### Provided data
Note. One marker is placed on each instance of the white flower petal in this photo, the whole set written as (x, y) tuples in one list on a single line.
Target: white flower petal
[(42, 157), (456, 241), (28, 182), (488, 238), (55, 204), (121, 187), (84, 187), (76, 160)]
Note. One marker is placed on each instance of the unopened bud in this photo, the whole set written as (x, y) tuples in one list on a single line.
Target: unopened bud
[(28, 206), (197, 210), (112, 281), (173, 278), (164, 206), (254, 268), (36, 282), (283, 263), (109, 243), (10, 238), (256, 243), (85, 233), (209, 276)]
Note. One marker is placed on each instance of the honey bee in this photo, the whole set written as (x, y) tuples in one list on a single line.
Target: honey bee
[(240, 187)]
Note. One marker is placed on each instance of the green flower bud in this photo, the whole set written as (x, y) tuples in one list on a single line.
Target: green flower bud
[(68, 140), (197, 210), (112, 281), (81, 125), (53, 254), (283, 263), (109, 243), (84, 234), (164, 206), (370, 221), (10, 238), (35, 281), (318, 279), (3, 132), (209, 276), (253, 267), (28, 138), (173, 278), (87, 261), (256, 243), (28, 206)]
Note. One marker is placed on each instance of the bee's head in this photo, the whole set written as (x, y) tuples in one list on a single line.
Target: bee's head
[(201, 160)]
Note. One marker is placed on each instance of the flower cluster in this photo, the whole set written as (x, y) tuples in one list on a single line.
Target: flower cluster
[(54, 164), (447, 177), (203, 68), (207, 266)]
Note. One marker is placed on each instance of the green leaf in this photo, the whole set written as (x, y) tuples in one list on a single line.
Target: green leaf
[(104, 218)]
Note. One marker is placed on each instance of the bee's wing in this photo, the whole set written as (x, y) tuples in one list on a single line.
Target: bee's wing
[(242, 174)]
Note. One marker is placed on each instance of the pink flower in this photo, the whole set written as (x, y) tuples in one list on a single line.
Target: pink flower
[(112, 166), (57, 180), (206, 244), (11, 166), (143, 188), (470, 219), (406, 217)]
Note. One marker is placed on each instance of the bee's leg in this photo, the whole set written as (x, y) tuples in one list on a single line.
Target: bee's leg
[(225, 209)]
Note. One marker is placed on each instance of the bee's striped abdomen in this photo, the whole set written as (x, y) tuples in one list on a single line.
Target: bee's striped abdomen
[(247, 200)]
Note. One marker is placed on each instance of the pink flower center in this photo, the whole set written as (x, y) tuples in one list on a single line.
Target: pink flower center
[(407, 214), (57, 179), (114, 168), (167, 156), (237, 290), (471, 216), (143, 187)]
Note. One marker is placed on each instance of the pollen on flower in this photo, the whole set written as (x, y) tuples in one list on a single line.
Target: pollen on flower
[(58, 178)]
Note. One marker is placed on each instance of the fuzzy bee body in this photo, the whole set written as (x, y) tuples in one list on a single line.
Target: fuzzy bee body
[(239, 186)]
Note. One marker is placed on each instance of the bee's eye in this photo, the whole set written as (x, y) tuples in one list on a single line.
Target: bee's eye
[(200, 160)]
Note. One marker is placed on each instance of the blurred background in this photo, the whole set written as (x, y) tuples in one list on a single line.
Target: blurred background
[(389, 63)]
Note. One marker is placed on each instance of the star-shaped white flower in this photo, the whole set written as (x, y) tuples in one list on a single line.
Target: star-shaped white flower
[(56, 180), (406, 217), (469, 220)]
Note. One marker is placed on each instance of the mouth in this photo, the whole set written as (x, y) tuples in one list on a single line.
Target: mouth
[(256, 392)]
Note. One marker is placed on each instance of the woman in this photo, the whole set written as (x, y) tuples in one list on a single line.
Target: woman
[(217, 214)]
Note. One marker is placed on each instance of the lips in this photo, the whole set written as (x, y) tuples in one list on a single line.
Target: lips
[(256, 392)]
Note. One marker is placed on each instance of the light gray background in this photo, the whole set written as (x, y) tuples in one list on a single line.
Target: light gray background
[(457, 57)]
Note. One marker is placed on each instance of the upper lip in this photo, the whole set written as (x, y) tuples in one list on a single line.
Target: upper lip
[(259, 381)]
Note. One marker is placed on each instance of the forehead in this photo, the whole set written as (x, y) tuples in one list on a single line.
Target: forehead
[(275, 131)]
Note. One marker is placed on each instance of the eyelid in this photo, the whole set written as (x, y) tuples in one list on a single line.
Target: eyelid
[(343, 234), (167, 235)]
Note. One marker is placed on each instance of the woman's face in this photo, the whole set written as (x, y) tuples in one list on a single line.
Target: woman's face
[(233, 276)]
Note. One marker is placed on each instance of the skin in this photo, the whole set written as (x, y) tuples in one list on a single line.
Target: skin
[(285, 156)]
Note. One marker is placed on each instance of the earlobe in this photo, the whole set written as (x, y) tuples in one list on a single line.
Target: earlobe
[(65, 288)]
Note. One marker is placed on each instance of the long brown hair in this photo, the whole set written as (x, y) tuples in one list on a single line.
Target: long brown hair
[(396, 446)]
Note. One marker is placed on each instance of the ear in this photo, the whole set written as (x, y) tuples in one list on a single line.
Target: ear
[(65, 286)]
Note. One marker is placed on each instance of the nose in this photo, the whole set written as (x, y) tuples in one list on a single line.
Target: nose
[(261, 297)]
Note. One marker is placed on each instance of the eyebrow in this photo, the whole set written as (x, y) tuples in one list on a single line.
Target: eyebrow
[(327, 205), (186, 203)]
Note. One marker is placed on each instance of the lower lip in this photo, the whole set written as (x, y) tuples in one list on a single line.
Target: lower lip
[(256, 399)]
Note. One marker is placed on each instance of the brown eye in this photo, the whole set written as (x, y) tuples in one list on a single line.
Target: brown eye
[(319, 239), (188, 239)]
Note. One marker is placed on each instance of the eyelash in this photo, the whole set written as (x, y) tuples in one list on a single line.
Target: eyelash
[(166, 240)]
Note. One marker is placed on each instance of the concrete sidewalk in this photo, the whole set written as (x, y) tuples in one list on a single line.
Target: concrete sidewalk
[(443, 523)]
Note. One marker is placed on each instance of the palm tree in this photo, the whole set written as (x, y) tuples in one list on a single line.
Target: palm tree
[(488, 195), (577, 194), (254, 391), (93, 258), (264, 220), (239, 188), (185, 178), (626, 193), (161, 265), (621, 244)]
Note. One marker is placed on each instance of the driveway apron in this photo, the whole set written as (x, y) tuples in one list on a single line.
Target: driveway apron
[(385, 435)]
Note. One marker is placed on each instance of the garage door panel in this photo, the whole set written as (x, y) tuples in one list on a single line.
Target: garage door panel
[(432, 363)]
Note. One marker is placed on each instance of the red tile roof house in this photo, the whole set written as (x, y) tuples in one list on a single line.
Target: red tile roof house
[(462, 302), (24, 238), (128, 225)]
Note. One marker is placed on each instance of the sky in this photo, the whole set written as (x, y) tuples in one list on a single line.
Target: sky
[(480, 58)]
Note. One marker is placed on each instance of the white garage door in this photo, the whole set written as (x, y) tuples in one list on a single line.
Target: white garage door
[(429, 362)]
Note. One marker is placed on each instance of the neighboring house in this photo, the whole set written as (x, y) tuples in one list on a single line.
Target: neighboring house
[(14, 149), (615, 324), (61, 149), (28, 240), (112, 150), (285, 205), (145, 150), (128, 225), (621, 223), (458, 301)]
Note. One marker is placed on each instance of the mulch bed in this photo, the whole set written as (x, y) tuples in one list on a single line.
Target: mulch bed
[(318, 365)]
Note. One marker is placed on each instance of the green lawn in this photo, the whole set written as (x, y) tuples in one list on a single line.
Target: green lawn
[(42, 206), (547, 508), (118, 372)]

### Task description
Exactly as written, please output every entry.

### Task result
Note. One marker is placed on each instance of the white flower petal in this photo, the whole set written as (x, y) tuples in one list on a single line.
Target: white flower petal
[(42, 157), (456, 241), (28, 182), (488, 238), (55, 204), (121, 187), (84, 187), (76, 160)]
Note. One marker is placed on each instance of the unopened bud in this photo, the whole set written as (x, y) tuples in one list on a single line.
Target: unopened bud
[(28, 206), (197, 210), (112, 281), (173, 278), (164, 206), (254, 268), (36, 282), (283, 263), (109, 243), (10, 238), (256, 243), (85, 233), (209, 276)]
Note. One marker is placed on each instance of the honey bee in this photo, the whole set written as (x, y) tuples in one list on a single line.
Target: honey bee
[(240, 187)]
Note. One marker is placed on each instance of the green flower bud in this photo, the whole set written as (x, y) tuples in one list on a single line.
Target: green flower bud
[(68, 140), (197, 210), (112, 281), (81, 125), (53, 254), (283, 263), (109, 243), (84, 234), (164, 206), (370, 221), (10, 238), (35, 281), (318, 279), (3, 132), (209, 276), (253, 267), (28, 138), (173, 278), (87, 261), (256, 243), (28, 206)]
Note. One marker is placed on each instance of the bee's head in this photo, the whole set written as (x, y) tuples in one list on a single line.
Target: bee's head
[(201, 160)]
Note. One marker is placed on each instance of the flower cluster in this photo, the whole set written as (x, y) tuples in one list on a single line.
Target: flower cluster
[(54, 164), (447, 177), (203, 68), (207, 266)]
Note. One marker is placed on each instance of the green leaf in this photo, the whole set written as (x, y) tuples in one list on a single line.
Target: green leaf
[(104, 218)]
Note. One marker is placed on each instance of the bee's wing in this photo, the whole set written as (x, y) tuples in one list on a single line.
Target: bee's wing
[(242, 174)]
Note. One marker is placed on each instance of the pink flower in this photo, the whole set written as (x, y) tuples in one list on a single line.
Target: pink flower
[(112, 166), (57, 180), (206, 244), (11, 166), (143, 188), (470, 219), (406, 217)]
Note. One marker is placed on each instance of the bee's leg in this photo, the whole set written as (x, y) tuples in one list on a single line.
Target: bee's leg
[(225, 209)]
Note. One marker is placed on each instance of the bee's striped abdomen in this photo, the whole set written as (x, y) tuples in one list on a single line.
Target: bee's striped abdomen
[(247, 200)]
Note. One marker is placed on each instance of the pink flower center in this photo, the whole set written as (x, y) tuples in one list on a single line.
Target: pink flower center
[(407, 214), (57, 179), (114, 168), (167, 156), (237, 290), (471, 216), (143, 187)]
Note. One marker is placed on each instance of the pollen on flower in this photo, the whole set written as (x, y) tuples in one list on a single line.
Target: pollen on flower
[(58, 178)]
Note. One marker is placed on each instance of the fuzzy bee body in this photo, the whole set written as (x, y) tuples in one list on a single line.
Target: fuzzy bee body
[(239, 186)]
Note. One marker is placed on each instance of the bee's eye in this photo, the whole set written as (x, y) tuples in one list on a single line.
Target: bee's eye
[(200, 160)]
Note. One marker is placed on each instance of the blurred background in this photo, the whole set written as (x, y) tuples in one list on a single line.
Target: blurred background
[(389, 63)]
Note. One marker is placed on each instance of the star-shaped white flower in this photo, the whole set written as (x, y) tuples in one list on a single line.
Target: star-shaped white flower
[(56, 180), (406, 217), (469, 220)]
Note. One marker is placed on each instance of the mouth in this photo, the whole set written as (x, y) tuples in one list on a single line.
Target: mouth
[(256, 392)]
Note. One marker is placed on each instance of the woman in this photo, the whole set written as (x, y) tuples in one list on a single line.
Target: woman
[(217, 214)]
Note. One marker is placed on each instance of the lips in this photo, the whole set written as (x, y) tuples in one list on a single line.
Target: lips
[(256, 392)]
Note. One marker is placed on each instance of the light gray background in this photo, the whole set written as (x, y) tuples in one list on a single line.
Target: light gray background
[(457, 57)]
Note. One marker is placed on each instance of the upper lip in this photo, the whole set written as (x, y) tuples in one list on a single line.
Target: upper lip
[(259, 381)]
Note. One marker is placed on each instance of the forehead in this photo, the whole set written as (x, y) tuples in one list on a single line.
Target: forehead
[(275, 131)]
Note. One marker is placed on each instance of the eyelid in this photo, the whole set written as (x, y) tuples in one list on a single line.
Target: eyelid
[(343, 234), (167, 235)]
Note. One marker is placed on each instance of the woman's face in this photo, the whole set written as (x, y) tuples in one list on a single line.
Target: woman's face
[(233, 276)]
Note. One marker is placed on each instance of the skin in this photo, the whole set written as (x, y) tuples in one list on a single line.
Target: skin
[(285, 156)]
Note. One marker is placed on each instance of the earlobe in this photo, the whole set written as (x, y) tuples in one list on a single line.
Target: earlobe
[(65, 288)]
Note. One marker is placed on each instance of the long brown hair in this photo, the whole set written as (x, y) tuples in one list on a single line.
Target: long brown hair
[(396, 446)]
Note. One marker is placed on each instance of the ear in this photo, the whole set written as (x, y) tuples in one list on a single line.
Target: ear
[(65, 286)]
Note. One marker is placed on each instance of the nose in this photo, the whole set written as (x, y) tuples in one list on a single line.
Target: nose
[(261, 297)]
Note. One marker is placed on each instance of the eyebrow in this photo, the whole set written as (x, y) tuples in one list on a single line.
Target: eyebrow
[(327, 205), (186, 203)]
Note. One marker is placed on each instance of the lower lip in this photo, the whole set written as (x, y) tuples in one list on a single line.
Target: lower lip
[(256, 399)]
Note. One marker is placed on each instance of the brown eye in this photo, the whole set written as (x, y) tuples in one list on a single line.
Target: brown eye
[(319, 239), (188, 239)]
Note. One marker is placed on each instance of the eyelash in this photo, the whole set written as (x, y) tuples in one list on a single line.
Target: eyelash
[(166, 240)]
Note. One marker is placed on each instance of the concrete sidewalk in this photo, the whole set written as (x, y) tuples in one list on a single line.
Target: concrete sidewalk
[(443, 523)]
Note. One marker is placed on each instance of the palm tree in this photo, the whole set written as (x, y) tuples in one list on a single line.
Target: palm tree
[(488, 195), (577, 194), (254, 391), (93, 258), (264, 220), (239, 188), (185, 178), (626, 193), (161, 265), (621, 244)]
Note. One marker is placed on each instance of the driveway apron in this photo, the whole set written as (x, y) tuples in one list on a single line.
Target: driveway apron
[(385, 435)]
Note. One marker is placed on each instance of the garage door panel in this photo, the whole set written as (x, y) tuples in one list on a single line.
Target: garage door panel
[(432, 363)]
Note. One marker is placed on each instance of the red tile roof house in this photo, the whole set written as (x, y) tuples in one list on a single line.
Target: red tile roof house
[(462, 302), (24, 238), (128, 225)]
Note. One marker is placed on each instance of the sky in this photo, the whole set written as (x, y) tuples in one list on a single line.
Target: sky
[(480, 58)]
Note. One marker is placed on each instance of the white garage door in this photo, the whole set written as (x, y) tuples in one list on a single line.
Target: white garage door
[(429, 362)]
Note. One marker is placed on each instance of the neighboring house in this photo, the whole set written as (x, y) tuples in one list on a single line.
Target: neighboring house
[(14, 149), (615, 324), (61, 149), (28, 240), (112, 150), (285, 205), (145, 150), (128, 225), (621, 223), (458, 301)]
Note. One marker is placed on each instance of the mulch bed in this photo, the whole set written as (x, y) tuples in one list on a single line.
Target: mulch bed
[(318, 365)]
Note. One marker is placed on each instance of the green lawn in this photo, the whole set written as (x, y) tuples in one list on a single line.
Target: green lawn
[(42, 206), (547, 508), (118, 372)]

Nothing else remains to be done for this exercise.